What to produce - Locate each line in the data below that contains the string "stripe", treating uppercase and lowercase as different, and copy those lines out.

***** Items *****

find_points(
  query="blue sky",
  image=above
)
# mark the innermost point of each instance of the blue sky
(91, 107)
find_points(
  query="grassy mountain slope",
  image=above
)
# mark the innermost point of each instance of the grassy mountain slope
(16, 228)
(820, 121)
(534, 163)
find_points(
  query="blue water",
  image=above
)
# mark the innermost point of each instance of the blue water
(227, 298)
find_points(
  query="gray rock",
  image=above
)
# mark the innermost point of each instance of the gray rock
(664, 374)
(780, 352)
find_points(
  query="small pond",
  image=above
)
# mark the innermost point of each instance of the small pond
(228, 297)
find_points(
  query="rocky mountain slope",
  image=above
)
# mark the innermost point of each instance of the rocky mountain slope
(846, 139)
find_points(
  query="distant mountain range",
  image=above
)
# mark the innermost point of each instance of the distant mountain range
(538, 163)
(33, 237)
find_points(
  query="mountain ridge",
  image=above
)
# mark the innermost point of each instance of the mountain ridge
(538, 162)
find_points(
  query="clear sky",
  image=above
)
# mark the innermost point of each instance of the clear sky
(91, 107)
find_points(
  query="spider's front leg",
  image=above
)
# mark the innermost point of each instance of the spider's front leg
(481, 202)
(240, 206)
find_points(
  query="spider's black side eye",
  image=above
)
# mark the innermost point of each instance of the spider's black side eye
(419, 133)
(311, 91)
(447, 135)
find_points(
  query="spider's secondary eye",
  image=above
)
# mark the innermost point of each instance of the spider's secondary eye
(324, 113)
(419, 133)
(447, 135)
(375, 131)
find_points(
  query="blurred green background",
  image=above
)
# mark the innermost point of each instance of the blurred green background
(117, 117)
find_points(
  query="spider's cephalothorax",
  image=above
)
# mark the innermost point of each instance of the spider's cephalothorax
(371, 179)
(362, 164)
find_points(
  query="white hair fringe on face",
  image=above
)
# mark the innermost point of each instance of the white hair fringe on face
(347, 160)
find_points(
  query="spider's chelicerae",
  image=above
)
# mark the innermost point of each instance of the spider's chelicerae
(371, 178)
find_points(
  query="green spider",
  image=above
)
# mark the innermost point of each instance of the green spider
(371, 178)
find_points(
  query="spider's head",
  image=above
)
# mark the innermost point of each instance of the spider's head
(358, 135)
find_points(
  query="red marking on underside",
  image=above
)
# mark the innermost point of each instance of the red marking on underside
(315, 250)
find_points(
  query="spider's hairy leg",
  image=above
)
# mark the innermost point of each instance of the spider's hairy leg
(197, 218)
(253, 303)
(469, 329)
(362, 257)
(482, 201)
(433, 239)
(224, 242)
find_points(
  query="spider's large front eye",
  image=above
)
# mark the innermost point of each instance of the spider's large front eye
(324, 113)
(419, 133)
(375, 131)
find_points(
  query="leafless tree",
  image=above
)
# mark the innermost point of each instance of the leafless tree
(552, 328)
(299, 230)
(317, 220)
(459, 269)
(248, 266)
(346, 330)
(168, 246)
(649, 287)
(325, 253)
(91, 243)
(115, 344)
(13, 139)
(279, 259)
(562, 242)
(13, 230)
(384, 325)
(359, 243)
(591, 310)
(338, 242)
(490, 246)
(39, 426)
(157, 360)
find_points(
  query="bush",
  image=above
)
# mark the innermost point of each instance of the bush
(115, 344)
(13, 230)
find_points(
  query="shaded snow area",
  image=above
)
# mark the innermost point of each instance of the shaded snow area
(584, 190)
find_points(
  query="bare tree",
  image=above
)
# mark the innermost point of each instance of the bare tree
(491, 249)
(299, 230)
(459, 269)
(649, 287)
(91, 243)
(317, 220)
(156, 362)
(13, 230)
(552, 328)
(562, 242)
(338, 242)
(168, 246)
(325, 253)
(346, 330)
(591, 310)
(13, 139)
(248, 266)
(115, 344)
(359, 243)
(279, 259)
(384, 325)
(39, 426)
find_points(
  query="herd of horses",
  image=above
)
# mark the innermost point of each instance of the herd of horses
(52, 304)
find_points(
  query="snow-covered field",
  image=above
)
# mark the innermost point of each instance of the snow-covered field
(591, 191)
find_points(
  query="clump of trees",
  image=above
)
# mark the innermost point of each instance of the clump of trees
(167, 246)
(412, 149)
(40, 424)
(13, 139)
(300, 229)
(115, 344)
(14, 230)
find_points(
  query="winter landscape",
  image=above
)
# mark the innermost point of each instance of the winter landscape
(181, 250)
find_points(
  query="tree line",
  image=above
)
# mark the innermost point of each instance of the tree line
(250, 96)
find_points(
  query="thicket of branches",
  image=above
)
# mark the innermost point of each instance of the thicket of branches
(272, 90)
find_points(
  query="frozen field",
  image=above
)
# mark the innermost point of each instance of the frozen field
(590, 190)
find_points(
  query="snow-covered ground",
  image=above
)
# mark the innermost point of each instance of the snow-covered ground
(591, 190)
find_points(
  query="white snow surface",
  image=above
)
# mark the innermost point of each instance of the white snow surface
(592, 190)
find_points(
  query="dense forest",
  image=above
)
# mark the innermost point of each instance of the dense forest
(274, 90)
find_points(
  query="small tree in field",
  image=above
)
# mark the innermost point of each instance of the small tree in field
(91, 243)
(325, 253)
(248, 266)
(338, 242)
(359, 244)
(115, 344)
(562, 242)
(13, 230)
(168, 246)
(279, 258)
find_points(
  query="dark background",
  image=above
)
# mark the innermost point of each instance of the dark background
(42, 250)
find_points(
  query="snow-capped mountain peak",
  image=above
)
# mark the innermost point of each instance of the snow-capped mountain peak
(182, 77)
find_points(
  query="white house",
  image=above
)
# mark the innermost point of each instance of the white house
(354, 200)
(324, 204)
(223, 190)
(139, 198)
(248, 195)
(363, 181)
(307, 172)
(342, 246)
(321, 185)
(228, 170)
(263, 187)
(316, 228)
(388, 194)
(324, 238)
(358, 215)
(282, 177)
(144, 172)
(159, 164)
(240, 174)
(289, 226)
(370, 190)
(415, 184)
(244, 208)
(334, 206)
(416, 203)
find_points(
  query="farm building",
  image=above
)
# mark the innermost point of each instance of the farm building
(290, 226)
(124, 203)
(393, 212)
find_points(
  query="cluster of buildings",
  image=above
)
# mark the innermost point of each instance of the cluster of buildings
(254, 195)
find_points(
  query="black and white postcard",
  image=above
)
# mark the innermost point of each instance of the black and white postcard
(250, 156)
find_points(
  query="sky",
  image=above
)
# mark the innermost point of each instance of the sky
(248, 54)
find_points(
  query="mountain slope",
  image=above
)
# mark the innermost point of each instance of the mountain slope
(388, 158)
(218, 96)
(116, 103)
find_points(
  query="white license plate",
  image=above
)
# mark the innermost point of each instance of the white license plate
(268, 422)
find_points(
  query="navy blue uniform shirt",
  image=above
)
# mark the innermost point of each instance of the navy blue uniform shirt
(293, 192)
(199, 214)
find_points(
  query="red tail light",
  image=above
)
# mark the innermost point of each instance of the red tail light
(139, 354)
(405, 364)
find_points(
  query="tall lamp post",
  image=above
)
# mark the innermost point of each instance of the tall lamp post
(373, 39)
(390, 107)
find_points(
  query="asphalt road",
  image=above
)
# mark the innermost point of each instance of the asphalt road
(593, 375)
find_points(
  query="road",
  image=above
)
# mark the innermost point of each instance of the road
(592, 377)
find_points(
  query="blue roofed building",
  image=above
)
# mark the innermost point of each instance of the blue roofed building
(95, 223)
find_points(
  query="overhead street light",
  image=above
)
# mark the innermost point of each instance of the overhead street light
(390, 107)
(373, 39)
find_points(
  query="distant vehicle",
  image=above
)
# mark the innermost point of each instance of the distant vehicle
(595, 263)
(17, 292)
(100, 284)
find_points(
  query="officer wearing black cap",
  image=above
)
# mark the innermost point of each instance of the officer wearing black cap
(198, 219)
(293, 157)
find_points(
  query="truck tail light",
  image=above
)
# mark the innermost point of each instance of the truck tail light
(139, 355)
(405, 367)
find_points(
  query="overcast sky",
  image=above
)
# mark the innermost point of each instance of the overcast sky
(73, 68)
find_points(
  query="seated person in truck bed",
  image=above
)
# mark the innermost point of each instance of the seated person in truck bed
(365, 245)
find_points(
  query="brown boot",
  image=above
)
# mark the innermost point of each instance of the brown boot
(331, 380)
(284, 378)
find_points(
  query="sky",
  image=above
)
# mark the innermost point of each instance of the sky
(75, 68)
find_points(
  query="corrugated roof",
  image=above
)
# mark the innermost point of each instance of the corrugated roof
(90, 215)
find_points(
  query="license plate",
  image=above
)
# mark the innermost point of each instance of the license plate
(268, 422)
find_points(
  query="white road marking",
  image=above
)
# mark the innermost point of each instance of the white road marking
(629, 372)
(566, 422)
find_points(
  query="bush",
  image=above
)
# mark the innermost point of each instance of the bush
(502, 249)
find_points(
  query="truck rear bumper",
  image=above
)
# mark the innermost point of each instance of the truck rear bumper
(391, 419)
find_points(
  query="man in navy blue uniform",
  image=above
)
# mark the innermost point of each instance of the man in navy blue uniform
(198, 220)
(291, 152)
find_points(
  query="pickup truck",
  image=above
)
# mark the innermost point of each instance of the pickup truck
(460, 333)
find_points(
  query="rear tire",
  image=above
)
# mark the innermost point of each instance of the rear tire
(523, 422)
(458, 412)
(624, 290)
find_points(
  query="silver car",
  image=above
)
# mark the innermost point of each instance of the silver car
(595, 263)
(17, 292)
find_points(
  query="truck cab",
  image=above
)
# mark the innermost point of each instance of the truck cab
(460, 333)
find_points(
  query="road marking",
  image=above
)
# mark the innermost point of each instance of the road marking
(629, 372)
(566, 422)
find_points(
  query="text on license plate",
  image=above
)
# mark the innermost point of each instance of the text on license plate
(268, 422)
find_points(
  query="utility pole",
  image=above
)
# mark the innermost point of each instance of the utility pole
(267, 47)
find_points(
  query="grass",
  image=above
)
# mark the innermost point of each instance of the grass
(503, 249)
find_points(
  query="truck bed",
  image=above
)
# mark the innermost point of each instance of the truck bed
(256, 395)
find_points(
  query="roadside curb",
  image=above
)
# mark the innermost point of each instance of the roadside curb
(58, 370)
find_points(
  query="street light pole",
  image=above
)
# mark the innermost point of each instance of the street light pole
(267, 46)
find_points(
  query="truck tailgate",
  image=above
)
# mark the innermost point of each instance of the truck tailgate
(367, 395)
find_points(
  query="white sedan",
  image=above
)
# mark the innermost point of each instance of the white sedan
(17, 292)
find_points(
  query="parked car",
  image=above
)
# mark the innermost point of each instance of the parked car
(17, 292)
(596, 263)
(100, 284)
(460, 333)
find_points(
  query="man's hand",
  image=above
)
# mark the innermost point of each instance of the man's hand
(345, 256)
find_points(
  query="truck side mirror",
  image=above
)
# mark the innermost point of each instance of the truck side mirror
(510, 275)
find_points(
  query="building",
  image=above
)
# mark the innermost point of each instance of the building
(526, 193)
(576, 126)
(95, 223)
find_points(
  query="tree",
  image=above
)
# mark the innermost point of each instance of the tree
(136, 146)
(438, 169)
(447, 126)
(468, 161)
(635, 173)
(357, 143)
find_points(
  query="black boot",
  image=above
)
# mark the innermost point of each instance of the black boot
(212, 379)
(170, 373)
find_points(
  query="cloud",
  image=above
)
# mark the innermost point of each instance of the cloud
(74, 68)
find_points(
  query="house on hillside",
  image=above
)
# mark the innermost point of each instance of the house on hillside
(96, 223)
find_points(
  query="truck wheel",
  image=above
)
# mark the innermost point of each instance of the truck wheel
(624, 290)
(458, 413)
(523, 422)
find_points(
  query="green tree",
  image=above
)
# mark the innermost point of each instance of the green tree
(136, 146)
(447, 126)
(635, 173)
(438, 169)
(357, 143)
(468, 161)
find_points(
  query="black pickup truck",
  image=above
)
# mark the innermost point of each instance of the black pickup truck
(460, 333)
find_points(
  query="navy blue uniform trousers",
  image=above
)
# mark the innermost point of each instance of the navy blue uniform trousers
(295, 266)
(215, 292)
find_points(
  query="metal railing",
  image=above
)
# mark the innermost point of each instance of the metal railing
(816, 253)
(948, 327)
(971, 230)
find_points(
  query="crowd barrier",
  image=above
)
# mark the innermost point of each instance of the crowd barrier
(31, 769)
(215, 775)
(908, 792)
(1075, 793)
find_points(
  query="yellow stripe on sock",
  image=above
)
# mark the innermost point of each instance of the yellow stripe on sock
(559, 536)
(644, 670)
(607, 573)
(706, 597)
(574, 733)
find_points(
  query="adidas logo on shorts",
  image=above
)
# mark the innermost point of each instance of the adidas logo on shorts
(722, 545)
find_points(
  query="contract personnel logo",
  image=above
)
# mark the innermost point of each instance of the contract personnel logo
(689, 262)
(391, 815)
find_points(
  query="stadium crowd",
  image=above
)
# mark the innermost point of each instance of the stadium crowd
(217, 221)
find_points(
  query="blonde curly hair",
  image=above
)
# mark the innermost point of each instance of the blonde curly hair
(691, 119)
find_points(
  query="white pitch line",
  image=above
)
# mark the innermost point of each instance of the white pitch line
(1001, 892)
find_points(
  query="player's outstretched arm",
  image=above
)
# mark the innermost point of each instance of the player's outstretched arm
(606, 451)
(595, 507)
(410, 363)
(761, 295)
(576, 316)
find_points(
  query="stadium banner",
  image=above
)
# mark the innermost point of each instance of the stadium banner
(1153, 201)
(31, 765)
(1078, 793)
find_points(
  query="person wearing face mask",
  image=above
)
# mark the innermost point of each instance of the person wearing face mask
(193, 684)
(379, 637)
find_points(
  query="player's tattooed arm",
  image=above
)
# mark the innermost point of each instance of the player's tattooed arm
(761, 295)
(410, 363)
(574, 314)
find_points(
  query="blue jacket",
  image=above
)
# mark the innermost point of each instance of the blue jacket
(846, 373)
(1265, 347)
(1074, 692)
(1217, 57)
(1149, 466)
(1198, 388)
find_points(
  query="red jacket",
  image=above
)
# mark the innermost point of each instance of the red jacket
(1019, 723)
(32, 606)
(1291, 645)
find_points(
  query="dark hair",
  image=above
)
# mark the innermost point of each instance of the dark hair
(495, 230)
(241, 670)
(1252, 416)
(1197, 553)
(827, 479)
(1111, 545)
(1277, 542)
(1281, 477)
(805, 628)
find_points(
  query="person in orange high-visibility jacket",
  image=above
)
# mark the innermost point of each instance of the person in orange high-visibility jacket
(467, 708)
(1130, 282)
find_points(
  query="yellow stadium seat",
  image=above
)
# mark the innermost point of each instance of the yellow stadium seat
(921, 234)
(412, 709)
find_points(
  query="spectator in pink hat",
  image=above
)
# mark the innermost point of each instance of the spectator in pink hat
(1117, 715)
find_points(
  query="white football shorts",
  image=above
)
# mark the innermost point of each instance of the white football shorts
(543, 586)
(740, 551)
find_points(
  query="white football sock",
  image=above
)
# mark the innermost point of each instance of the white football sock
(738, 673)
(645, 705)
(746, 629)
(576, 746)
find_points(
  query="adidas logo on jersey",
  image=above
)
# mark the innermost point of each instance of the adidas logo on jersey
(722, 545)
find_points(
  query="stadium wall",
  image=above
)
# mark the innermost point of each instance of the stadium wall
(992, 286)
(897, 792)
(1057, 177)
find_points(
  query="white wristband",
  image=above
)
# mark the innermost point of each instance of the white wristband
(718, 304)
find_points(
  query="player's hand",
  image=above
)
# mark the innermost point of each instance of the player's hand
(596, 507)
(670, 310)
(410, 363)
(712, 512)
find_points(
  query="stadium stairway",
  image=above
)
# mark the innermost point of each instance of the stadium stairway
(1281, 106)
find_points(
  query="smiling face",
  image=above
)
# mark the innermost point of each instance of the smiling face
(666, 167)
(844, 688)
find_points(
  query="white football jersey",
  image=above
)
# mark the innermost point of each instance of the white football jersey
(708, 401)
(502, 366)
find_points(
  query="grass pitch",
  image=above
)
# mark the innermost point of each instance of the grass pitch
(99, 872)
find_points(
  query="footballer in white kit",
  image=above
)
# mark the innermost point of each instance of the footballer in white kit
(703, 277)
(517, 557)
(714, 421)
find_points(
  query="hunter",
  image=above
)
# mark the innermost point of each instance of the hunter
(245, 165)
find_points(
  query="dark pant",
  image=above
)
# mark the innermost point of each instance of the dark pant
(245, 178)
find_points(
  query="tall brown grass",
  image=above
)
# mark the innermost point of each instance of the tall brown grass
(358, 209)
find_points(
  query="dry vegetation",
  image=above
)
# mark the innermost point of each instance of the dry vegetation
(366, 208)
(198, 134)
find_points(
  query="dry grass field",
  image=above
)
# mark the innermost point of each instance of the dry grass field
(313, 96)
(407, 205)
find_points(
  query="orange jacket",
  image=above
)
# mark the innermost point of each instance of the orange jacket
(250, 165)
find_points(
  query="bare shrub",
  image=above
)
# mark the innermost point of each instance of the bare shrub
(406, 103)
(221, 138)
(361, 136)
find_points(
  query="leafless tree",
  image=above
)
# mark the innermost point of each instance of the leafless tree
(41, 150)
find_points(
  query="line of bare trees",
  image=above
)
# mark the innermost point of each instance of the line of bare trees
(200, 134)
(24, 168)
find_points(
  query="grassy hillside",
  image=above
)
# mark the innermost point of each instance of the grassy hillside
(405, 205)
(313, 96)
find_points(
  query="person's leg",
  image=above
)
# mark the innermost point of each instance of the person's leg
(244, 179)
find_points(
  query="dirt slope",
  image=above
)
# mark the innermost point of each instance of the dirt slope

*****

Answer to the exercise -
  query="yellow stripe on sock",
# mark the innermost point of each instance of the yellow stripe on sock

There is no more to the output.